Start of MATERIAL FOR THIS EXERCISE

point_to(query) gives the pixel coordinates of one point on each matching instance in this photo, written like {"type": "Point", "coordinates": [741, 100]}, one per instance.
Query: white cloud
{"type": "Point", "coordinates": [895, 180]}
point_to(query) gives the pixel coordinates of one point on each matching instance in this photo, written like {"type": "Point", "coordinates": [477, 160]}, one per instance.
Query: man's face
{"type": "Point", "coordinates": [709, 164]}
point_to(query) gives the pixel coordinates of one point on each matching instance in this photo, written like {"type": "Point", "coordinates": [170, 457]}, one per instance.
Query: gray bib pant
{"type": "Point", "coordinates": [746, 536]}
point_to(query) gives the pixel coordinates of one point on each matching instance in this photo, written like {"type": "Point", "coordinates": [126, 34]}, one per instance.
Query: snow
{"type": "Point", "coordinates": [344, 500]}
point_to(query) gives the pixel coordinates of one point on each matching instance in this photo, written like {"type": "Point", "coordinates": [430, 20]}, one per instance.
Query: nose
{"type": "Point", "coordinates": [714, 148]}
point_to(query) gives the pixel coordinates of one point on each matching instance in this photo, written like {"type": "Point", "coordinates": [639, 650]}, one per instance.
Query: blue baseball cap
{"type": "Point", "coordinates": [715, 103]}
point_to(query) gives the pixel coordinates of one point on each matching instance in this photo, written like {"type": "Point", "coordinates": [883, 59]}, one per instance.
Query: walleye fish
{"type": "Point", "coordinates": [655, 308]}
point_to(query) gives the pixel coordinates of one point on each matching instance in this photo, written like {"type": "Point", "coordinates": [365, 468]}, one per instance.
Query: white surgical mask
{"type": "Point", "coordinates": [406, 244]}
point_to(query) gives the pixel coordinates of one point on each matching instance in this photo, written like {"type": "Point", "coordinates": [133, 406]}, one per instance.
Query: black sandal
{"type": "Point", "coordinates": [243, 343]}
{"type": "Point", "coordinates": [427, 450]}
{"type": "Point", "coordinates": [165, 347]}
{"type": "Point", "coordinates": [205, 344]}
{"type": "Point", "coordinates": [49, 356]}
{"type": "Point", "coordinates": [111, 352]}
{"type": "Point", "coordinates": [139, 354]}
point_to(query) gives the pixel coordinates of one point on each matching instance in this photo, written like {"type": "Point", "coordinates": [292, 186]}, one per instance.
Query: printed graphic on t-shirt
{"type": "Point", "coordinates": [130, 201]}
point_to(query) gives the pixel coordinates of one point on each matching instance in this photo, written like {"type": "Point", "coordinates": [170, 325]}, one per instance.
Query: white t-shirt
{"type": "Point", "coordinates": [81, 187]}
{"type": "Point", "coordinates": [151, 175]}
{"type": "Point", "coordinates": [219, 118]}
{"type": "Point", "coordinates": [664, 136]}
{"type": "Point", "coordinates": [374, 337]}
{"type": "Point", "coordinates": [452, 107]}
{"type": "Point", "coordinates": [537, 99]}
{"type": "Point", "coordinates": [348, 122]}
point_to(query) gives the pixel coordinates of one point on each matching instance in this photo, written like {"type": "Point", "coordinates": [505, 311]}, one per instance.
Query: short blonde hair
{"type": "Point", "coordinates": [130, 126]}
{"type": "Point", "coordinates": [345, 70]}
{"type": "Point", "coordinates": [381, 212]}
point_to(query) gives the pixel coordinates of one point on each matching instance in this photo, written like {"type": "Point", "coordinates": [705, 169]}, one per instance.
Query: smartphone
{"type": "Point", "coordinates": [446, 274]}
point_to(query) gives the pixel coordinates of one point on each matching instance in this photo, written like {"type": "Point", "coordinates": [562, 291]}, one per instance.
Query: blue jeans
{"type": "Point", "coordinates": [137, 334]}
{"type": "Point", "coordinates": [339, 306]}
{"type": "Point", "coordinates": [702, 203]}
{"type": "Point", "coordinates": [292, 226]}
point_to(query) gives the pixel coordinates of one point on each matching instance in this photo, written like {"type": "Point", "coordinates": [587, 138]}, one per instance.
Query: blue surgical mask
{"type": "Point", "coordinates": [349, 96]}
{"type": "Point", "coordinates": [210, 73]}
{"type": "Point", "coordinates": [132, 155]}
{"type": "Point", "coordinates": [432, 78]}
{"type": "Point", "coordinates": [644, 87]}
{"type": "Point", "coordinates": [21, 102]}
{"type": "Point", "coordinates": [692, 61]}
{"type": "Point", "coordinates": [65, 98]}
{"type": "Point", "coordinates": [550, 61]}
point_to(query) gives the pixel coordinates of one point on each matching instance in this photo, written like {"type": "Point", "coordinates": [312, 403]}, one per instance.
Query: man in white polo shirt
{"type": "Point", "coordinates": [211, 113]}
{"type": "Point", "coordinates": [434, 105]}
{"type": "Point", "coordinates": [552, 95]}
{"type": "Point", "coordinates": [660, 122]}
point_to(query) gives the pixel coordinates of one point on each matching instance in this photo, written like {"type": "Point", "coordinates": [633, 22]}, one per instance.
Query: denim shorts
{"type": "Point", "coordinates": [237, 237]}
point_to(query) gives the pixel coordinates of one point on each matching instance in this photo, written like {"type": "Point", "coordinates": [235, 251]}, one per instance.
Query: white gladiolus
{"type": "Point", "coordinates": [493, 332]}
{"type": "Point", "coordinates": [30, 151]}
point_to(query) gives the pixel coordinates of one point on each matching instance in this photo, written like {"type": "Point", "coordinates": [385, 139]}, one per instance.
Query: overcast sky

End of MATERIAL FOR THIS EXERCISE

*EXERCISE DETAILS:* Copy all the records above exactly, missing none.

*ANSWER FOR THIS EXERCISE:*
point_to(query) gives the pixel coordinates of one point on each matching instance in this photo, written like {"type": "Point", "coordinates": [741, 100]}, one per instance.
Query: white cloud
{"type": "Point", "coordinates": [895, 180]}
point_to(query) gives the pixel coordinates of one point on each matching instance in this photo, written like {"type": "Point", "coordinates": [477, 160]}, one per instance.
Query: man's face
{"type": "Point", "coordinates": [709, 164]}
point_to(query) gives the pixel coordinates of one point on each matching instance in this photo, written like {"type": "Point", "coordinates": [170, 457]}, one per instance.
Query: gray bib pant
{"type": "Point", "coordinates": [746, 536]}
point_to(query) gives the pixel coordinates of one point on each matching instance in this photo, written like {"type": "Point", "coordinates": [126, 34]}, one per instance.
Query: snow
{"type": "Point", "coordinates": [344, 500]}
point_to(query) gives the pixel coordinates of one point on each matching instance in this photo, written like {"type": "Point", "coordinates": [430, 20]}, one per instance.
Query: nose
{"type": "Point", "coordinates": [714, 148]}
point_to(query) gives the pixel coordinates of one point on each matching instance in this photo, written like {"type": "Point", "coordinates": [639, 650]}, one per instance.
Query: blue baseball cap
{"type": "Point", "coordinates": [715, 103]}
point_to(query) gives the pixel coordinates of one point on each matching instance in this photo, written like {"type": "Point", "coordinates": [883, 59]}, one per instance.
Query: walleye fish
{"type": "Point", "coordinates": [655, 308]}
point_to(query) gives the pixel coordinates of one point on each matching instance in this photo, written like {"type": "Point", "coordinates": [365, 468]}, one per instance.
Query: white surgical mask
{"type": "Point", "coordinates": [406, 244]}
point_to(query) gives the pixel coordinates of one point on each matching instance in this photo, written like {"type": "Point", "coordinates": [133, 406]}, one per instance.
Query: black sandal
{"type": "Point", "coordinates": [243, 343]}
{"type": "Point", "coordinates": [427, 450]}
{"type": "Point", "coordinates": [165, 347]}
{"type": "Point", "coordinates": [205, 344]}
{"type": "Point", "coordinates": [49, 356]}
{"type": "Point", "coordinates": [111, 352]}
{"type": "Point", "coordinates": [139, 354]}
point_to(query) gives the pixel coordinates of one point on each matching instance in this photo, written like {"type": "Point", "coordinates": [292, 186]}, one per instance.
Query: printed graphic on t-shirt
{"type": "Point", "coordinates": [130, 201]}
point_to(query) gives the pixel coordinates of one point on each matching instance in this photo, written like {"type": "Point", "coordinates": [170, 325]}, one per instance.
Query: white t-shirt
{"type": "Point", "coordinates": [81, 187]}
{"type": "Point", "coordinates": [151, 175]}
{"type": "Point", "coordinates": [219, 118]}
{"type": "Point", "coordinates": [664, 136]}
{"type": "Point", "coordinates": [374, 337]}
{"type": "Point", "coordinates": [452, 107]}
{"type": "Point", "coordinates": [537, 99]}
{"type": "Point", "coordinates": [348, 122]}
point_to(query) gives the pixel coordinates of one point on each matching instance in this photo, written like {"type": "Point", "coordinates": [505, 311]}, one per instance.
Query: short blonde hair
{"type": "Point", "coordinates": [130, 126]}
{"type": "Point", "coordinates": [345, 70]}
{"type": "Point", "coordinates": [381, 212]}
point_to(query) gives the pixel coordinates of one point on each matching instance in this photo, written like {"type": "Point", "coordinates": [705, 169]}, one per instance.
Query: smartphone
{"type": "Point", "coordinates": [446, 274]}
point_to(query) gives the pixel coordinates of one point on each matching instance in this photo, written like {"type": "Point", "coordinates": [562, 291]}, one per instance.
Query: blue jeans
{"type": "Point", "coordinates": [137, 334]}
{"type": "Point", "coordinates": [339, 306]}
{"type": "Point", "coordinates": [702, 203]}
{"type": "Point", "coordinates": [292, 226]}
point_to(query) gives the pixel coordinates of one point on each matching instance in this photo, written like {"type": "Point", "coordinates": [587, 138]}, one per instance.
Query: blue surgical mask
{"type": "Point", "coordinates": [349, 96]}
{"type": "Point", "coordinates": [210, 73]}
{"type": "Point", "coordinates": [132, 155]}
{"type": "Point", "coordinates": [432, 78]}
{"type": "Point", "coordinates": [644, 87]}
{"type": "Point", "coordinates": [21, 102]}
{"type": "Point", "coordinates": [692, 61]}
{"type": "Point", "coordinates": [65, 98]}
{"type": "Point", "coordinates": [550, 61]}
point_to(query) gives the pixel coordinates of one point on each matching instance in this photo, written like {"type": "Point", "coordinates": [312, 403]}, one per instance.
Query: man in white polo shirt
{"type": "Point", "coordinates": [211, 113]}
{"type": "Point", "coordinates": [434, 105]}
{"type": "Point", "coordinates": [552, 95]}
{"type": "Point", "coordinates": [660, 122]}
point_to(query) gives the pixel coordinates of one point on each matching instance in this photo, written like {"type": "Point", "coordinates": [633, 22]}, one per instance.
Query: denim shorts
{"type": "Point", "coordinates": [237, 237]}
point_to(query) gives the pixel coordinates of one point on each matching instance in this photo, written like {"type": "Point", "coordinates": [235, 251]}, one per instance.
Query: white gladiolus
{"type": "Point", "coordinates": [493, 332]}
{"type": "Point", "coordinates": [30, 151]}
point_to(query) gives the pixel coordinates of one point on each matching instance in this photo, written like {"type": "Point", "coordinates": [385, 139]}, one per instance.
Query: overcast sky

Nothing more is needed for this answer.